### [Data in this exercise]
╔══

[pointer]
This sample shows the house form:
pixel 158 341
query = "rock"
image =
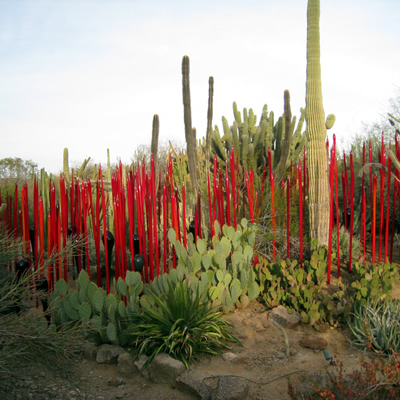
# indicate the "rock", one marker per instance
pixel 322 328
pixel 314 342
pixel 189 384
pixel 126 364
pixel 165 369
pixel 108 354
pixel 228 387
pixel 139 365
pixel 230 356
pixel 116 381
pixel 282 317
pixel 89 351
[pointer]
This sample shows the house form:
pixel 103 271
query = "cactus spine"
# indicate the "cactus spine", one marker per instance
pixel 316 131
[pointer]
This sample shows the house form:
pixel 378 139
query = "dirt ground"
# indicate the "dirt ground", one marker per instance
pixel 260 359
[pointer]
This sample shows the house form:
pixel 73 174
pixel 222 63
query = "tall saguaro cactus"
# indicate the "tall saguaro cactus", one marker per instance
pixel 190 132
pixel 316 132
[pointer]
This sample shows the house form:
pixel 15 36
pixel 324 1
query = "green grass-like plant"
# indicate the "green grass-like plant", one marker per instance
pixel 376 326
pixel 182 326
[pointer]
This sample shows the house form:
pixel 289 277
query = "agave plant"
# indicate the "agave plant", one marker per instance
pixel 376 327
pixel 181 325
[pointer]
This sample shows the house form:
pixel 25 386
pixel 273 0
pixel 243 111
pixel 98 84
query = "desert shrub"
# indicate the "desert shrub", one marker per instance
pixel 182 325
pixel 377 378
pixel 25 335
pixel 376 326
pixel 301 289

╚══

Retype the entries word for word. Omit any images.

### [Task solution]
[pointer]
This sample shows the house form:
pixel 158 341
query = "rock"
image =
# indicate the "rock", one marker per instance
pixel 322 328
pixel 314 342
pixel 189 384
pixel 126 364
pixel 165 369
pixel 108 354
pixel 228 387
pixel 139 365
pixel 230 356
pixel 116 381
pixel 282 317
pixel 89 351
[pointer]
This sample shows the house form:
pixel 103 271
query = "cactus spine"
# indicate the "cactus spine", one marker per instance
pixel 316 131
[pointer]
This sample shows the house form:
pixel 378 139
query = "dirt ground"
# indicate the "dirt ground", one marker per instance
pixel 260 359
[pointer]
This sample shows the house form:
pixel 73 174
pixel 222 63
query = "tall saguaro cactus"
# indicate the "tall saguaro cactus", one marker per instance
pixel 190 132
pixel 316 132
[pointer]
This sample shows the house form:
pixel 15 36
pixel 324 1
query = "green grass-like plant"
# indicate the "green grass-like plant", one marker per instance
pixel 376 326
pixel 182 326
[pointer]
This sample shows the house form:
pixel 289 277
query = "agave plant"
# indicate the "agave plant", one marker per instance
pixel 376 327
pixel 181 325
[pointer]
This sample shows the house form:
pixel 25 386
pixel 273 0
pixel 243 111
pixel 98 84
query = "desert shrub"
# indicate the "desert shrub", one marker per instance
pixel 182 325
pixel 377 378
pixel 25 335
pixel 376 326
pixel 301 289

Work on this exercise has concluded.